Set problem: Output the passage of the Jim Carrey interview starting at "LOS ANGELES -- It's" and ending at "sense of humor.", word for word.

Page text:
LOS ANGELES -- It's a touchy situation. You describe a guy's movie as one of the worst of the year, and then it grosses $200 million and makes him into Hollywood's flavor of the month. You say it wasn't funny, and the audiences can't stop laughing. Now you're supposed to walk into a room and interview the guy. Hey, let's hope he has a sense of humor.

"So answer me this," I said, trying to look petinent. "How did I miss the point of 'Ace Ventura: Pet Detective'?"

Jim Carrey spread his hands, palms up, and then brought them together in the universal sign language for Come, Let Us Reason Together.

"Well, I don't know," he said. "I don't know how you review stuff. Do you sit by yourself in a room, and . . ."

I saw it in a screening room with a bunch of other people, all movie critics.

Carrey nodded, as if to say, 'Well, There You Have It.'

"See, to me," he said, "I knew that this movie was either a hate-it or love-it thing. The only thing that bothered me about the negative reviews was that we didn't get credit for trying something that was all the way out. No holds barred. When you get a script like 'Pet Detective,' if you try to play it real, it would have been boring as hell. Horrifying. So, I was looking to do something that was really unacceptable."

[Collected data entries]
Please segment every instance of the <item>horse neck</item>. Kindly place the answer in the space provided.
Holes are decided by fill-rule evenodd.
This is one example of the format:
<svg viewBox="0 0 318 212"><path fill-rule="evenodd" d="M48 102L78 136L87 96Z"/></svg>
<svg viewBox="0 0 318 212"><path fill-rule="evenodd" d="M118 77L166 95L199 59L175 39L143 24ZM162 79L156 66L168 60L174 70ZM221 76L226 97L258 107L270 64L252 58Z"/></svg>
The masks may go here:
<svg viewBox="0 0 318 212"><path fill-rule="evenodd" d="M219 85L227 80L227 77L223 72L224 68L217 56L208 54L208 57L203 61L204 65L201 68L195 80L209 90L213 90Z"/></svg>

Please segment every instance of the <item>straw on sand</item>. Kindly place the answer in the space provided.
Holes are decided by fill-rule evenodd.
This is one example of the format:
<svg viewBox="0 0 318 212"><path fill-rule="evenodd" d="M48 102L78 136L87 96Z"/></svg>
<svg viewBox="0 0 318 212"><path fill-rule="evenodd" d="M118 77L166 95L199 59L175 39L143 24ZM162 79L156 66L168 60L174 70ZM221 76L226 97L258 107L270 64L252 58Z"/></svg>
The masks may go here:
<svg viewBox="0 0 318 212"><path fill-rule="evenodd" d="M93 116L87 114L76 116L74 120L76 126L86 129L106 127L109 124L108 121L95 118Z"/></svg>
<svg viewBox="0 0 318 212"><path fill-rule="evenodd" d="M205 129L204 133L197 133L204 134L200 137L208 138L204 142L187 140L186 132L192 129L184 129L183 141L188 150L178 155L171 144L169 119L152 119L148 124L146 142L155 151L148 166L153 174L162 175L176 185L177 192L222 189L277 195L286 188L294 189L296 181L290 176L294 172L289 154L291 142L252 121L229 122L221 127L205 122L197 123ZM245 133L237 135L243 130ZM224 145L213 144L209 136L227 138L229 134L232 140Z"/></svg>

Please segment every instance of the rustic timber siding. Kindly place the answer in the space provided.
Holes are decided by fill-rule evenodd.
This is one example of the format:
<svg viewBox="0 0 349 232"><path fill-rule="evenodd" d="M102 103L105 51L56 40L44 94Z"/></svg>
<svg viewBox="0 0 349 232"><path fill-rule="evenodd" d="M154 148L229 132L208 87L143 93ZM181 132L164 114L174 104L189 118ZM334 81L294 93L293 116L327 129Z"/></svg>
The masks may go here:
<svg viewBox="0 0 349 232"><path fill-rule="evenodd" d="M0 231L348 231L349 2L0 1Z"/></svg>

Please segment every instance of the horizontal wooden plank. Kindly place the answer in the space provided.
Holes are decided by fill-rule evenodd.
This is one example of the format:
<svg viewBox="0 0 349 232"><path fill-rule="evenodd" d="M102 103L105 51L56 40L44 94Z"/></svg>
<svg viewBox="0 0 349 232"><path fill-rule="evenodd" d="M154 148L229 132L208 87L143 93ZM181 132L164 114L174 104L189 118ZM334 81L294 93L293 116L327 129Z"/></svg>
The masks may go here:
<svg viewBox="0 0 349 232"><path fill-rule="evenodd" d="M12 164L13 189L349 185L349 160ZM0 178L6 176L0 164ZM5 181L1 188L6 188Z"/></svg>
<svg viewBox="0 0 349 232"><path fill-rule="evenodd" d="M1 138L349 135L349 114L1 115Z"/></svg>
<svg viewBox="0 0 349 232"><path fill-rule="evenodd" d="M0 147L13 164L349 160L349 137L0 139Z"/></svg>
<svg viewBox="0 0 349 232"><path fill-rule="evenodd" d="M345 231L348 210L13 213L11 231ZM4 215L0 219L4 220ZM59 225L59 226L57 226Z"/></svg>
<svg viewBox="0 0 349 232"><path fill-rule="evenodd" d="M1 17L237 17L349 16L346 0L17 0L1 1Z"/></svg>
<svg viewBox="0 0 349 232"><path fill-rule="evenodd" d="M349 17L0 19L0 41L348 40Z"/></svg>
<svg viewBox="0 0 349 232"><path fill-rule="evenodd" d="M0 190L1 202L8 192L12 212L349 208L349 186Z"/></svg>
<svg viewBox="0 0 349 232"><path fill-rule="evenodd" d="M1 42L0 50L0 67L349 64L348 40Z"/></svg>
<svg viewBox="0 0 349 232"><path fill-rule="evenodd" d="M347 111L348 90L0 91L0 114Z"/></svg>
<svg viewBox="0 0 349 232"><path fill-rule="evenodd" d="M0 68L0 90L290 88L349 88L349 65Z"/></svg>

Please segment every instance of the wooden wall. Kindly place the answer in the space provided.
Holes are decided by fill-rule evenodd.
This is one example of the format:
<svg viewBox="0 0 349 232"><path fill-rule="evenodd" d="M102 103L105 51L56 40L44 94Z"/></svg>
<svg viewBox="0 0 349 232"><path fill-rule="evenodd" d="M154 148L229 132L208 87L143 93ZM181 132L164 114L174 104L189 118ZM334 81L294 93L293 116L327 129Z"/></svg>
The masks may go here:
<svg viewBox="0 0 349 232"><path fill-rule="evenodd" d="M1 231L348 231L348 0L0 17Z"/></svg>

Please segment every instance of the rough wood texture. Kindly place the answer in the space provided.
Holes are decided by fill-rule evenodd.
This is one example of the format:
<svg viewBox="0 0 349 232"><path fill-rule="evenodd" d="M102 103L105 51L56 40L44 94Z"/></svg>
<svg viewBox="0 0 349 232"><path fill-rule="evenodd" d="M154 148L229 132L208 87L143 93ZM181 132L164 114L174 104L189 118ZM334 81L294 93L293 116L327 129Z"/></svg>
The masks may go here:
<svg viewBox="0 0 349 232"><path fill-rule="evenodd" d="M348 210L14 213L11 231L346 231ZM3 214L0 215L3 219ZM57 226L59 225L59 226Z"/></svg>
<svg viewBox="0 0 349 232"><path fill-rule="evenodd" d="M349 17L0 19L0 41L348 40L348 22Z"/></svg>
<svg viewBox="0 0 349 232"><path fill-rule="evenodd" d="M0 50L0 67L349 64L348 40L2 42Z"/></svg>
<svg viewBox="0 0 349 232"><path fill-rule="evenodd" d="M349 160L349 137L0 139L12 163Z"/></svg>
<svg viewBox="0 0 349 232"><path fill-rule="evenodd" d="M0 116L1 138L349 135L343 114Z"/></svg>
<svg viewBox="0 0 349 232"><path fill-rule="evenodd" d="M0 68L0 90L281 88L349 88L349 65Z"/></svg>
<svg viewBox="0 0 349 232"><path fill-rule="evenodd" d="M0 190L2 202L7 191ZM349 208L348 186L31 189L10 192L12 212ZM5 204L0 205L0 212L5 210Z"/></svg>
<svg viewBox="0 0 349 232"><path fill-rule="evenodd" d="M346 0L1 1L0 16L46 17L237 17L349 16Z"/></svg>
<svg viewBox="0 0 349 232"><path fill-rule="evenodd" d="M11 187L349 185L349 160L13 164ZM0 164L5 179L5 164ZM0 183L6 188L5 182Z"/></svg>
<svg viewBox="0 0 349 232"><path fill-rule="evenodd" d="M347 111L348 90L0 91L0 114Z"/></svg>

Solution to this task:
LOS ANGELES -- It's a touchy situation. You describe a guy's movie as one of the worst of the year, and then it grosses $200 million and makes him into Hollywood's flavor of the month. You say it wasn't funny, and the audiences can't stop laughing. Now you're supposed to walk into a room and interview the guy. Hey, let's hope he has a sense of humor.